## Given passage

Vanessa Roberts Avery (born 1974/1975) is an American lawyer who has served as the United States attorney for the District of Connecticut since 2022.

Education

Avery received a Bachelor of Arts from Yale University in 1996 and a Juris Doctor from Georgetown University Law Center in 1999.

Career 

From 1999 to 2003, Avery was an attorney in the Hartford Trial Group at Cummings & Lockwood LLC. From 2004 to 2005, she served as a trial attorney at the United States Department of Justice in the Commercial Litigation Branch of the Civil Division. From 2006 to 2014, she was a litigation attorney at McCarter & English. From 2014 to 2019, she served as an Assistant United States Attorney in the United States Attorney's Office for the District of Connecticut. Since 2019, she has served as an associate attorney general in the Connecticut Attorney General's Office and as chief of the division of enforcement and public protection since 2021.

## Records shown

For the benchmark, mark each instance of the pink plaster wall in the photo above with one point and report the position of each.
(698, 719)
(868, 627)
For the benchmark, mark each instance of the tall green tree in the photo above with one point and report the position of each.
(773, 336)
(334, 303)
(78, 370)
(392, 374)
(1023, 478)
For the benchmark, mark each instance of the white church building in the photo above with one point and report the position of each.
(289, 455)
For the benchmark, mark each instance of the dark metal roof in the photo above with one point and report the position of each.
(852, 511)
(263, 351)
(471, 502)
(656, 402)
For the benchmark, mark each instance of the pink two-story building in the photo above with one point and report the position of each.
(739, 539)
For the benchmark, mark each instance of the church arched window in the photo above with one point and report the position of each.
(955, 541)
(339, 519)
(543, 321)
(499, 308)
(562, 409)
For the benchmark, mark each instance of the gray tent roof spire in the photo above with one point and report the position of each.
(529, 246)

## Set problem A
In the biography of Vanessa Roberts Avery, where and in what year did she earn her Juris Doctor?
## Set problem B
Carry the Vanessa Roberts Avery biography forward from its final sentence.

## Exercise answer A
Georgetown University Law Center, in 1999.

## Exercise answer B
U.S. attorney for the District of Connecticut 

On January 26, 2022, President Joe Biden announced his intent to nominate Avery to be the United States Attorney for the District of Connecticut. Her nomination earned the praise of Connecticut Attorney General William Tong. On January 31, 2022, her nomination was sent to the United States Senate. On April 4, 2022, her nomination was favorably reported out of the Senate Judiciary Committee. On April 27, 2022, her nomination was confirmed in the Senate by voice vote. She became the first African-American woman to serve as U.S. Attorney for the District of Connecticut. She was sworn-in on May 9, 2022.

References

External links
 

1970s births
Living people
Place of birth missing (living people)
Year of birth missing (living people)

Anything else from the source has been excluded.